[GIVEN TASK] In the post about the Canadian Telecom Summit, what was the theme of this year's event?

[EXCERPT PROVIDED]

......

Customer relevance; does anyone get it?

The theme of this year’s Canadian Telecom Summit in Toronto (the 7th annual) was maintaining relevance for the customer.

The Canadian Telecom Summit is the pre-eminent Canadian telecom event that brings senior executives, carriers, manufacturers, regulators, integrators and enterprise professionals and the channel partners together. The Summit certainly provided a forum for the broad section of suppliers, customers, regulators and other stakeholders to exchange views, share ideas, network and plan for the future.

The co-produced by Mark Goldberg and Michael Sone did a first class job of bringing the top industry professionals from IT, telecom carriers and manufacturers together to educate and inform us as to their future views of the industry. We were sorry we could not attend all of the sessions to be able to provide the highlights. We do encourage folks to attend the Telecom Summit next year, which is again to be held in Toronto June 15, 16, 17, 2009.

......

[DATA LINES]
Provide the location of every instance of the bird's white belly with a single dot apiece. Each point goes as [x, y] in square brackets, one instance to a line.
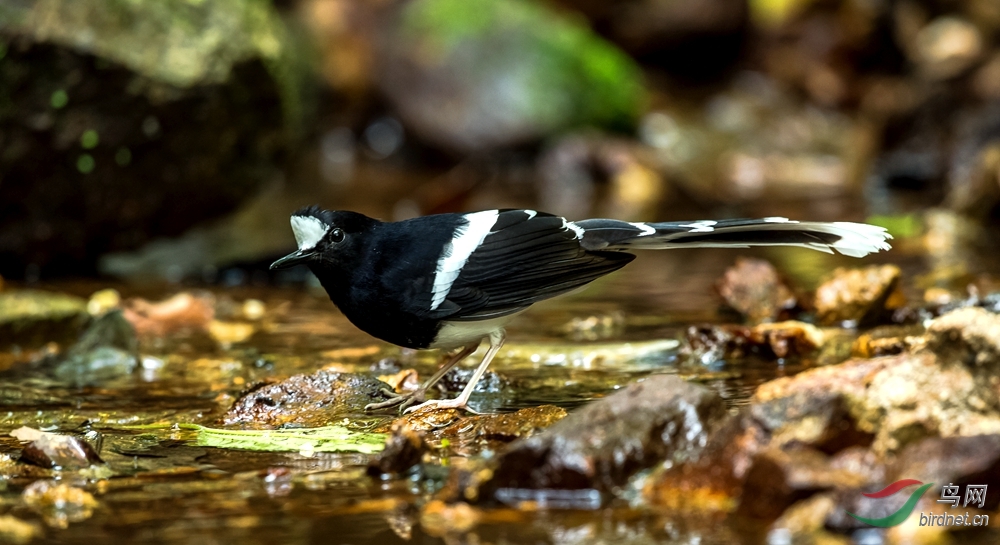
[455, 334]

......

[COMPLETE ANSWER] Maintaining relevance for the customer.